AAJI

AAJI Perkuat Kepercayaan Nasabah Asuransi

AAJI Perkuat Kepercayaan Nasabah Asuransi
AAJI Perkuat Kepercayaan Nasabah Asuransi

JAKARTA - Industri asuransi jiwa terus menunjukkan komitmennya dalam menjaga kepercayaan masyarakat. Di tengah berbagai dinamika yang berkembang, Asosiasi Asuransi Jiwa Indonesia (AAJI) memastikan bahwa proses pembatalan klaim tidak dilakukan secara sembarangan. Klaim asuransi tetap dibayarkan selama informasi yang diberikan oleh nasabah sesuai dan akurat sejak awal pengajuan polis.

Fakta yang disampaikan AAJI mengungkapkan bahwa tingkat pembatalan klaim karena alasan ketidakjujuran informasi (non disclosure) sangat rendah, yaitu kurang dari 1%. Ini menjadi bukti bahwa perusahaan asuransi jiwa memiliki itikad baik dalam menyelesaikan kewajibannya terhadap pemegang polis.

Hasinah Jusuf, Kepala Departemen Legal AAJI, menekankan bahwa perusahaan asuransi pada dasarnya memiliki hak untuk membatalkan klaim, tetapi tidak dilakukan secara sepihak. Menurutnya, angka pembatalan yang sangat kecil menjadi indikator bahwa pelaku industri lebih mengedepankan prinsip kehati-hatian dan keadilan dalam memproses klaim nasabah.

“Sebenarnya data itu (1% klaim yang dibatalkan) membuktikan bahwa itikad baik dari perusahaan asuransi adalah membayarkan klaim yang memang eligible (memenuhi syarat) yang memang harus dibayarkan sepanjang memang itu diberikan informasi secara baik, benar, dan akurat di awal,” ujar Hasinah.

Pernyataan ini menggarisbawahi pentingnya komunikasi yang jujur dan transparan antara pemegang polis dan perusahaan asuransi. Sepanjang data dan informasi yang disampaikan oleh nasabah sudah sesuai dengan ketentuan, maka hak-hak nasabah tetap akan dilindungi.

Hasinah juga menjelaskan bahwa pembatalan klaim tidak serta merta bisa dilakukan hanya berdasarkan penilaian sepihak. Adanya putusan Mahkamah Konstitusi (MK) terkait Pasal 251 Ayat 1 Kitab Undang-Undang Hukum Dagang (KUHD) memperjelas mekanisme tersebut. Kini, keputusan untuk membatalkan klaim asuransi harus memiliki dasar hukum yang kuat dan melibatkan persetujuan tertulis antara pihak penanggung dan tertanggung, atau melalui proses hukum di pengadilan.

“Pasal 251 KUHD tidak secara tegas mengatur mekanisme syarat batal atau syarat pembatalan. Keputusan MK tidak terkait dengan penolakan klaim. Penolakan klaim atas alasan yang telah ditentukan dalam polis, sepanjang telah diatur dalam polis ya bisa dilakukan karena itu kesepakatan,” jelasnya.

> _Materi_
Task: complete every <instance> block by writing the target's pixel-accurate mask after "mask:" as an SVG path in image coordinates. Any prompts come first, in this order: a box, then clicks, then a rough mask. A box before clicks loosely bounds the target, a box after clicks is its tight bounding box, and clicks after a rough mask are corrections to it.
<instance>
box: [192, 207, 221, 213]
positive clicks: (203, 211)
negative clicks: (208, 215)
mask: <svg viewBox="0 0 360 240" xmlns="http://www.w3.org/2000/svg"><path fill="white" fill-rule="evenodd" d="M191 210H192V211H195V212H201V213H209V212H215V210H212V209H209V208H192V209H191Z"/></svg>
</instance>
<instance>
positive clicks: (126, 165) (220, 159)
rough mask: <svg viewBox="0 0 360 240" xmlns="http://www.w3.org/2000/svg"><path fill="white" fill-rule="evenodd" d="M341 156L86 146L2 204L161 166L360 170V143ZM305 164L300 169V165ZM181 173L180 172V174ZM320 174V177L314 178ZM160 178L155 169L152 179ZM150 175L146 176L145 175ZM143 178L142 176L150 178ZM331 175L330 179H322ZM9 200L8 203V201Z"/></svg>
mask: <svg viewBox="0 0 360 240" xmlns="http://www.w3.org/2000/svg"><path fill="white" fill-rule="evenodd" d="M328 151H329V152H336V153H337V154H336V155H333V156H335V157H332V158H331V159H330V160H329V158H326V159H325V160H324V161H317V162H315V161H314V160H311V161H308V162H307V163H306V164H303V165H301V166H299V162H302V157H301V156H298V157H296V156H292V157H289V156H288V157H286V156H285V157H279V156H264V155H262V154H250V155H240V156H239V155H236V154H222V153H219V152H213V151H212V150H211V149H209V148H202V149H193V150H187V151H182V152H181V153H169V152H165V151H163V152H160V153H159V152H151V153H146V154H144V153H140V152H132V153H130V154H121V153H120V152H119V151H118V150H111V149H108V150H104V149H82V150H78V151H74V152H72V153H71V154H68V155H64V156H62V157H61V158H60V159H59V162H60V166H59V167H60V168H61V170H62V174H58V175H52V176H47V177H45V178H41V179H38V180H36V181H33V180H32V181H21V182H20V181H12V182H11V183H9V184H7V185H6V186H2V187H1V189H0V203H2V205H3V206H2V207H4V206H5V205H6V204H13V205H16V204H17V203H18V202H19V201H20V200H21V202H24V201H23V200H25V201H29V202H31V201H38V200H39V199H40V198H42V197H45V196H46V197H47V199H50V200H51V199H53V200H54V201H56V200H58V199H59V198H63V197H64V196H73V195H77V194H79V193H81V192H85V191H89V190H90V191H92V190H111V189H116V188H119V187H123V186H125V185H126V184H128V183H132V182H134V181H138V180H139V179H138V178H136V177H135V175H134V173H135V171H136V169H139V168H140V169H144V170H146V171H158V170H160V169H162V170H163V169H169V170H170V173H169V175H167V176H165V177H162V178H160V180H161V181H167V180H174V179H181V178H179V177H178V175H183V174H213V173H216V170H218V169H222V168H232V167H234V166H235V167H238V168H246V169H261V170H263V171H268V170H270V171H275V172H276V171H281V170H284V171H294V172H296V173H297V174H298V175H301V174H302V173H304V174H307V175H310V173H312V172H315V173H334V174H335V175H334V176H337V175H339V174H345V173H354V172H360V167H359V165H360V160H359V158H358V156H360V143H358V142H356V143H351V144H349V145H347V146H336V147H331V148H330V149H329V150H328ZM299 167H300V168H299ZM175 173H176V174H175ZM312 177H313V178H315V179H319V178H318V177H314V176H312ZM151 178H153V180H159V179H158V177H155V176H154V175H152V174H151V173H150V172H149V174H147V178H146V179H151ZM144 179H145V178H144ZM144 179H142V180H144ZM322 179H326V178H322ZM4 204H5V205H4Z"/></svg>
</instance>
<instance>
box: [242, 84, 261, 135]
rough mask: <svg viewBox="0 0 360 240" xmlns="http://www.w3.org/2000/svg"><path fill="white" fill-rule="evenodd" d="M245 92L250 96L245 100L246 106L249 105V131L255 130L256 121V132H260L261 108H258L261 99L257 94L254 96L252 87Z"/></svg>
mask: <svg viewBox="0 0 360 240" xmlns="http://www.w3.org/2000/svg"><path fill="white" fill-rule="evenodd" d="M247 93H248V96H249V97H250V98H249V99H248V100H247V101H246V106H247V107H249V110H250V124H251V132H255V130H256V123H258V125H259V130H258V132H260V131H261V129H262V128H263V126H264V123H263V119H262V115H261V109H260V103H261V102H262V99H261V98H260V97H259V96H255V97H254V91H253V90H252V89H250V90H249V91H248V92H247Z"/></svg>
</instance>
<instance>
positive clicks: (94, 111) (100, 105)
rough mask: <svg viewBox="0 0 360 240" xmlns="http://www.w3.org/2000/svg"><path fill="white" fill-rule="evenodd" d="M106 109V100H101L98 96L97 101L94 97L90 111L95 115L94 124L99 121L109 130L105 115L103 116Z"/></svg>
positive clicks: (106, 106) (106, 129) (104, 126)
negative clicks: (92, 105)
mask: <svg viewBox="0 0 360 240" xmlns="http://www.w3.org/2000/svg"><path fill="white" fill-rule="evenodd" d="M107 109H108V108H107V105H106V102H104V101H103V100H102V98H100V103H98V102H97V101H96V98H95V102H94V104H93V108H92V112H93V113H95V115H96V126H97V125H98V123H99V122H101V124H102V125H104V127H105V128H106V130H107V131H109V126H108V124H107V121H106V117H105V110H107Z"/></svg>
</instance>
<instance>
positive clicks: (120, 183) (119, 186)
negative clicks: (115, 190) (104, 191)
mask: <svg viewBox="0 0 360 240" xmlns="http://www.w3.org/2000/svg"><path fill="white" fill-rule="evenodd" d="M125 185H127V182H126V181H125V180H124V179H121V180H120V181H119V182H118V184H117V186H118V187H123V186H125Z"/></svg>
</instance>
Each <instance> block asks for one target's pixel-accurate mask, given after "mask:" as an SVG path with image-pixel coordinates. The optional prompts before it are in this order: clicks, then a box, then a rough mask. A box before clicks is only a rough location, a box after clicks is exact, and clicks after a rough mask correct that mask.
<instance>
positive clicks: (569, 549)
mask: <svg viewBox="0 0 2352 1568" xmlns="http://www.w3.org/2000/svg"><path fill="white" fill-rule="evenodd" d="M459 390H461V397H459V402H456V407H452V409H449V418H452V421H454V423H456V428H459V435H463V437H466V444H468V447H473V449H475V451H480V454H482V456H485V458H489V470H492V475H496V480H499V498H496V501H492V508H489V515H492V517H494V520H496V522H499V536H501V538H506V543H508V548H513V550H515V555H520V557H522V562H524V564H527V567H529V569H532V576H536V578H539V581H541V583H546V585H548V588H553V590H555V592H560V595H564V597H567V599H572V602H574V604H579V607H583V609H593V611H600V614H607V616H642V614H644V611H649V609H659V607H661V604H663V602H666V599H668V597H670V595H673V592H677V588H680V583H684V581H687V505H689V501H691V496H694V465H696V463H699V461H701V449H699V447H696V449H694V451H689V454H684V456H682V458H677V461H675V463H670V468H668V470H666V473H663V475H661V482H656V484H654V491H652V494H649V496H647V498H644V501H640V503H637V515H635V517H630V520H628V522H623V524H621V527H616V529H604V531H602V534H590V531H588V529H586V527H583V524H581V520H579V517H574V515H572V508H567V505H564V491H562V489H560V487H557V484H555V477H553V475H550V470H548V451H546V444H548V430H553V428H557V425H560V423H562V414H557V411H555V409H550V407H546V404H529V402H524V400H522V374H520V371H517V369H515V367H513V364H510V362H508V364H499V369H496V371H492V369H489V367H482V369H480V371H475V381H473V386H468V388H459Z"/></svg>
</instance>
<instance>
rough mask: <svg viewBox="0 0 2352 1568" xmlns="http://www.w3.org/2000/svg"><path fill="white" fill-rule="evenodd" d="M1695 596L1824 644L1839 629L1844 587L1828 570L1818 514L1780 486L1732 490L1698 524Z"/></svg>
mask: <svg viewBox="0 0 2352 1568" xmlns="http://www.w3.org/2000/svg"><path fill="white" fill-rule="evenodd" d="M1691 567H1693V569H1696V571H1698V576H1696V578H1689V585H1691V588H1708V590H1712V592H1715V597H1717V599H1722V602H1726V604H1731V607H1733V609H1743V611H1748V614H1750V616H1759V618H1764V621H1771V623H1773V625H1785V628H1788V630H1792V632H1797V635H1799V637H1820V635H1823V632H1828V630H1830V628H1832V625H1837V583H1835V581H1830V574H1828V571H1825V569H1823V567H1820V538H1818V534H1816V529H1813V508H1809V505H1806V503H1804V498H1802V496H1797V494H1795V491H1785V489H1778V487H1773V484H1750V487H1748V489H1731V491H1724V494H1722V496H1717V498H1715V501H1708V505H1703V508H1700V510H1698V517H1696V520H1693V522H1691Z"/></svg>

> _Petunjuk Latihan_
A. Jawab pertanyaan berikut berdasarkan teks tentang AAJI dan pembatalan klaim asuransi:
(i) Berapa tingkat pembatalan klaim karena ketidakjujuran informasi (non disclosure) menurut AAJI?
(ii) Apa jabatan Hasinah Jusuf?
(iii) Putusan Mahkamah Konstitusi yang disebut dalam teks itu terkait pasal apa?
B. Tuliskan lanjutan teks tentang AAJI dan pembatalan klaim asuransi, mulai setelah kalimat terakhirnya.
Materi ini diambil dari sumber yang berbeda.

> _Jawaban Anda_
A.
(i) Kurang dari 1%.
(ii) Kepala Departemen Legal AAJI.
(iii) Pasal 251 Ayat 1 Kitab Undang-Undang Hukum Dagang (KUHD).

B.
Penegasan ini memperkuat bahwa aspek legalitas dan prinsip kehati-hatian menjadi acuan dalam setiap keputusan perusahaan asuransi, sekaligus memberikan kepastian hukum bagi nasabah. AAJI juga melihat pentingnya pembenahan internal di kalangan industri untuk meningkatkan transparansi dan pemahaman nasabah terhadap isi polis.

Dalam hal ini, asosiasi mendorong perusahaan asuransi untuk melakukan review secara menyeluruh terhadap dokumen polis, terutama pada aspek bahasa dan struktur kalimat. Tujuannya adalah agar nasabah dapat memahami dengan lebih mudah setiap ketentuan yang tercantum dalam polis asuransi jiwa yang mereka miliki.

Perusahaan asuransi kini juga menerapkan pendekatan baru dalam proses pengajuan asuransi. Salah satunya adalah dengan menyederhanakan pertanyaan dalam formulir Surat Pengajuan Asuransi Jiwa (SPAJ). Langkah ini dilakukan agar proses pengisian menjadi lebih efisien, sekaligus membantu nasabah dalam menyampaikan informasi yang relevan dan akurat.

Langkah-langkah pembenahan ini menjadi bagian dari komitmen industri dalam memberikan pelayanan yang lebih baik. AAJI pun terus aktif berkoordinasi dengan Otoritas Jasa Keuangan (OJK) serta asosiasi lain untuk menyusun panduan umum atau guideline yang bisa dijadikan acuan bersama dalam hal pembatalan polis maupun penolakan klaim.

“Mungkin tidak dalam hal membuat satu perjanjian baku yang berlaku untuk semua, tampaknya itu akan sulit. Tapi at least guidance apa yang harus kita masukkan ke dalam satu polis sehingga semua industri itu punya hal yang sama berlaku,” kata Hasinah.

Keseragaman panduan ini diharapkan dapat meningkatkan kualitas tata kelola di sektor asuransi jiwa, sekaligus memperkuat kepercayaan masyarakat terhadap industri. Terlebih lagi, adanya standar yang jelas akan memudahkan proses penanganan klaim serta mengurangi potensi sengketa di masa depan.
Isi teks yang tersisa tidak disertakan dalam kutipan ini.